LISTED RECORDS ▸
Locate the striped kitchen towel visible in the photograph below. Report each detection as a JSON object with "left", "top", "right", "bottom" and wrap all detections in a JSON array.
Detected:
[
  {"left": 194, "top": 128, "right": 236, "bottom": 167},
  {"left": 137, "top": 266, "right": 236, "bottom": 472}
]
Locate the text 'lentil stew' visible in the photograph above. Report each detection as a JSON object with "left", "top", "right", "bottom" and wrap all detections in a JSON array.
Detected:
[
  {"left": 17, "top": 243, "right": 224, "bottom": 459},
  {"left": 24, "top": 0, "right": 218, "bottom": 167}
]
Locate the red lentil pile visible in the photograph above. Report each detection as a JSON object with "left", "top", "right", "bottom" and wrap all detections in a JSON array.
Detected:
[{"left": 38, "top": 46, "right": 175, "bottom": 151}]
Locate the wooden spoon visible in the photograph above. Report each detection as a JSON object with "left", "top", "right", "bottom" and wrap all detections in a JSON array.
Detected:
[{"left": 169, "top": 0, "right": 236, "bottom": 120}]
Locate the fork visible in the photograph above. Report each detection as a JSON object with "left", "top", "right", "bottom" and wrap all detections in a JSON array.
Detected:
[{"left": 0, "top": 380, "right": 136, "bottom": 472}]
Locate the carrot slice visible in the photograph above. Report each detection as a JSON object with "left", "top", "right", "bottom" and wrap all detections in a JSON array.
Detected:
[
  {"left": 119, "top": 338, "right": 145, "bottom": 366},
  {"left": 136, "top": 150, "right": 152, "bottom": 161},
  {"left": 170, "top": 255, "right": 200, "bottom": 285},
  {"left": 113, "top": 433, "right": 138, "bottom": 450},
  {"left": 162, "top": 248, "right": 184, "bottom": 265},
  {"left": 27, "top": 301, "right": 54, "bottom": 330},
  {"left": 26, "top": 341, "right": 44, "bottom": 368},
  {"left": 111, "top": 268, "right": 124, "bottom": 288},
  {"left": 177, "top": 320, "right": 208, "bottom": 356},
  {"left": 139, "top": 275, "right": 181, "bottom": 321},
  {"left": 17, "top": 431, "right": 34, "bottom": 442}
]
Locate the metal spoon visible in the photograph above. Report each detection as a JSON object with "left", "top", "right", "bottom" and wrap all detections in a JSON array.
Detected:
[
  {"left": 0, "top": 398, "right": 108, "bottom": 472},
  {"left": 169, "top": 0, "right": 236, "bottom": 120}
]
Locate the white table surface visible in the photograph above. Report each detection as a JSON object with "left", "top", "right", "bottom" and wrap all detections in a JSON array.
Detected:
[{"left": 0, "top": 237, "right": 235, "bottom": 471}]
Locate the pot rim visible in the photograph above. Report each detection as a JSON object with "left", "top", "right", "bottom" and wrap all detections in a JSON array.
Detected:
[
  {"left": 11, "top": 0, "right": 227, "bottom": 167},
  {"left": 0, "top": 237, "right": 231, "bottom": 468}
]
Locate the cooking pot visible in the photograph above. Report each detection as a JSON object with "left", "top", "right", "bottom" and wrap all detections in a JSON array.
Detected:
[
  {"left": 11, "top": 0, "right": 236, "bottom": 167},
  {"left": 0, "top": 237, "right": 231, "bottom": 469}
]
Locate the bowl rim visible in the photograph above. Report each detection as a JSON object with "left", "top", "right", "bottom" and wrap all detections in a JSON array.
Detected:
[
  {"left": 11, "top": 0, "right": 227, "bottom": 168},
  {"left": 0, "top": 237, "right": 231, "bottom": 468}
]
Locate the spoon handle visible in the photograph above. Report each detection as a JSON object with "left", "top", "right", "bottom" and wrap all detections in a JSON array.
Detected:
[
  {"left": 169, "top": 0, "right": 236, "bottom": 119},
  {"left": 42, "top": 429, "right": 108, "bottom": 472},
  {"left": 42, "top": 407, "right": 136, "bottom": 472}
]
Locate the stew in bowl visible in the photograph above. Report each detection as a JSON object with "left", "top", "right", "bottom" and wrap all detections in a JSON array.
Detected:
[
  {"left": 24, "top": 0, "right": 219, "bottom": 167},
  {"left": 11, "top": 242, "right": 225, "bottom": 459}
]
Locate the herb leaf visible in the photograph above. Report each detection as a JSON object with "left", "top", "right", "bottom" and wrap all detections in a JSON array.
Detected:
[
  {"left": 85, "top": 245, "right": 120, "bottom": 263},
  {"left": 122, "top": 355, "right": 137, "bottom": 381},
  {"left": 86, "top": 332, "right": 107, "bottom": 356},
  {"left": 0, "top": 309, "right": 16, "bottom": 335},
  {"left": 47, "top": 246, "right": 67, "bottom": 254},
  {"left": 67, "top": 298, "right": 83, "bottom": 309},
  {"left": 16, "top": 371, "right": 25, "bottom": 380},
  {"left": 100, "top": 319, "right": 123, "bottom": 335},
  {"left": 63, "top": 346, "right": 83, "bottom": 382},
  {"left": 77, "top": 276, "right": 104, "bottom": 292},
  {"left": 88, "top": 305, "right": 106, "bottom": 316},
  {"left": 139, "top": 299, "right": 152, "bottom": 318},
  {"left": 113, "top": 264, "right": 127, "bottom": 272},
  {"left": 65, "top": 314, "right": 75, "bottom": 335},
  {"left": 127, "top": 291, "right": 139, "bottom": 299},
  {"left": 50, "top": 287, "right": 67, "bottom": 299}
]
...
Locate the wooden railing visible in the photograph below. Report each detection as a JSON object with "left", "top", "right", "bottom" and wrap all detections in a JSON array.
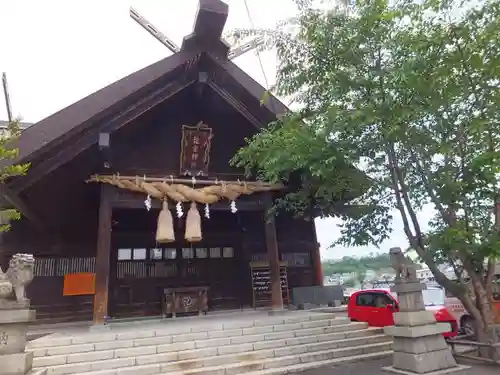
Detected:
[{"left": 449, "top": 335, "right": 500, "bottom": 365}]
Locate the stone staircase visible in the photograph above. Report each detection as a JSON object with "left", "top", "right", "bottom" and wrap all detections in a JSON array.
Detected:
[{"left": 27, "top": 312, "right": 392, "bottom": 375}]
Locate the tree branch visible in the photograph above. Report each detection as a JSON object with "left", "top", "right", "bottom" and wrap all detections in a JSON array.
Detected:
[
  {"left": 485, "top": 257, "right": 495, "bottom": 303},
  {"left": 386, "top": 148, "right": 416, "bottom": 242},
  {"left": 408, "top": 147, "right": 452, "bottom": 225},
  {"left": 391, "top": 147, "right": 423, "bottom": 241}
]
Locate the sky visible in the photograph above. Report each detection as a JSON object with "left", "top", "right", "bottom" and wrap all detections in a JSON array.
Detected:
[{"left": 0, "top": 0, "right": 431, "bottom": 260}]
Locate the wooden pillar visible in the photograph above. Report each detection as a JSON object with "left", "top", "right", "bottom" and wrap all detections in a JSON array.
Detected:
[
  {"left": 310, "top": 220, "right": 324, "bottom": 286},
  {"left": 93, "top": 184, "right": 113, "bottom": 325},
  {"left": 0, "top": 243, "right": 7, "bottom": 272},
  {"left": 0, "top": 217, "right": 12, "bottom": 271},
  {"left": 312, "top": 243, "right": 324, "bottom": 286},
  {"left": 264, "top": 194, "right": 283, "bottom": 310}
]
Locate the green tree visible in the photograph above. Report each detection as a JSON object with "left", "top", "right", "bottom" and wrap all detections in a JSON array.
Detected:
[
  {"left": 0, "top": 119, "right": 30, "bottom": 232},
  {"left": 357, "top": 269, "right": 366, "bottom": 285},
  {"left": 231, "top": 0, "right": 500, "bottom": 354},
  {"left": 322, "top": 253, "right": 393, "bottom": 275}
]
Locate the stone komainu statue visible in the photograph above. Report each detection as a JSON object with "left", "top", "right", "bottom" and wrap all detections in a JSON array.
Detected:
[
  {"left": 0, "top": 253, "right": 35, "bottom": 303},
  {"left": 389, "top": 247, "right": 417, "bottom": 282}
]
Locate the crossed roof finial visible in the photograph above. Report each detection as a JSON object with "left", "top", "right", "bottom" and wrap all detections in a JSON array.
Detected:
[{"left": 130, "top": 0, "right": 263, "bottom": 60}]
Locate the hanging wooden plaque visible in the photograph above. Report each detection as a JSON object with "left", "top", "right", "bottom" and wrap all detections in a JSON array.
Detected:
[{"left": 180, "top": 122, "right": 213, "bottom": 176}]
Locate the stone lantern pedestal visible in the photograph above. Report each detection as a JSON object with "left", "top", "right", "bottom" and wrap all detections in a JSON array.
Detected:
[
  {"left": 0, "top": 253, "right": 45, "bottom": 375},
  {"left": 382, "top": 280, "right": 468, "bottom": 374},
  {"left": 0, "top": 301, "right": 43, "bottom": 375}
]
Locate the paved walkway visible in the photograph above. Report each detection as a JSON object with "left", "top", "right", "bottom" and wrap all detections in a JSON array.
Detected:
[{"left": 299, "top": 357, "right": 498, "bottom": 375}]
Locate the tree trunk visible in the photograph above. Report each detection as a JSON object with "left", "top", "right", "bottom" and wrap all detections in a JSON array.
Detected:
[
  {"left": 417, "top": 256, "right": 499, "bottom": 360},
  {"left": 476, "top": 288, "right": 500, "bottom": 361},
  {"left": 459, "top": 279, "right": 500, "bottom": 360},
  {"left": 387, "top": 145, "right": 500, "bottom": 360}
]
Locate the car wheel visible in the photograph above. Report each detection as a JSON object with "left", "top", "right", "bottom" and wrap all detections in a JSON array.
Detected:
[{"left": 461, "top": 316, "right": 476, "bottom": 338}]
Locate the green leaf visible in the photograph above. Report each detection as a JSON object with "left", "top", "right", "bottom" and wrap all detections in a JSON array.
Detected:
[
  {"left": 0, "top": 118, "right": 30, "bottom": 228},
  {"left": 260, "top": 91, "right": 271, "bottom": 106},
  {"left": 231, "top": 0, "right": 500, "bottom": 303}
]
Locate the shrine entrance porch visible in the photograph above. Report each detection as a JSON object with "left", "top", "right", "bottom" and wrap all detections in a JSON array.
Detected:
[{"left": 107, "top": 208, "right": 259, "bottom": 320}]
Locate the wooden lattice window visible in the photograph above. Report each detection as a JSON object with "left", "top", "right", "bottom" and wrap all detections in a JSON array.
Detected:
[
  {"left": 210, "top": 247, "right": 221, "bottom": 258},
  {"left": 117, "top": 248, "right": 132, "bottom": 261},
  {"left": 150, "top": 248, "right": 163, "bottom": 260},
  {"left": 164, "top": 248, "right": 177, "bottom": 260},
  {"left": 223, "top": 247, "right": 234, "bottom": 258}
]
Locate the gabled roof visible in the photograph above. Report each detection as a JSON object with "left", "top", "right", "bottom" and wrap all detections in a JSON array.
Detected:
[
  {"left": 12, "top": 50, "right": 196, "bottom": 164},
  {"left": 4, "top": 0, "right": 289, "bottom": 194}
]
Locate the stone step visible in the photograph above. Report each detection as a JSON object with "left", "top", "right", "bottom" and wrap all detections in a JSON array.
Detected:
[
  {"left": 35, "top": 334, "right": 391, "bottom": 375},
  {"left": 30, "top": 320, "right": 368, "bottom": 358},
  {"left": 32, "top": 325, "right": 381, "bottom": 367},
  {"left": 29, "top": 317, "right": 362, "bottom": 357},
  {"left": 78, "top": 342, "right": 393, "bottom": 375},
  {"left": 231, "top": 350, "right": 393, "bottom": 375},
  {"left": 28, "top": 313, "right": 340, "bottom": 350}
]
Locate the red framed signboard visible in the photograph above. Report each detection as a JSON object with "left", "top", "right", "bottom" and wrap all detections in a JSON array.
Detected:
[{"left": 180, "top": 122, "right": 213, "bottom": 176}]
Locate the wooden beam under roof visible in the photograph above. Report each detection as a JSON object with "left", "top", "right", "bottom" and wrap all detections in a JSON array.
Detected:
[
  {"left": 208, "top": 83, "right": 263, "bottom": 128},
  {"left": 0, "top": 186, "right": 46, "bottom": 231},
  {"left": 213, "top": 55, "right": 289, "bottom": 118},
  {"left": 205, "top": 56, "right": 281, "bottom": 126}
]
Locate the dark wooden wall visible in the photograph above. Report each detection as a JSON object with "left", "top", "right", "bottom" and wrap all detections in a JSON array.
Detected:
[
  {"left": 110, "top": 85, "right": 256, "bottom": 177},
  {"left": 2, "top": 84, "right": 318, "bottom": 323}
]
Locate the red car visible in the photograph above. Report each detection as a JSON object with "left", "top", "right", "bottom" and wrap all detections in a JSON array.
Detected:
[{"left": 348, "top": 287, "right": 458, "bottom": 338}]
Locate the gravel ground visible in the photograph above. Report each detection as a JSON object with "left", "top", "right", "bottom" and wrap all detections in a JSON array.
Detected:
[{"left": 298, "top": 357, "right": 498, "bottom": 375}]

WHAT IS REQUIRED ▸ If a line in the data holds the string "spoon", copy that line.

COMPLETED TASK ▸
Locate the wooden spoon visible in the photograph above. Report each detection as a JSON object with "left", "top", "right", "bottom" and wrap all detections in a JSON array.
Locate the metal spoon visible in the photograph above. Report each detection as a JSON object with "left", "top", "right", "bottom" and wrap all detections in a JSON array.
Locate the spoon handle visible in the photograph above. Report each detection as a JSON object with "left", "top", "right", "bottom" and wrap all detections in a JSON array.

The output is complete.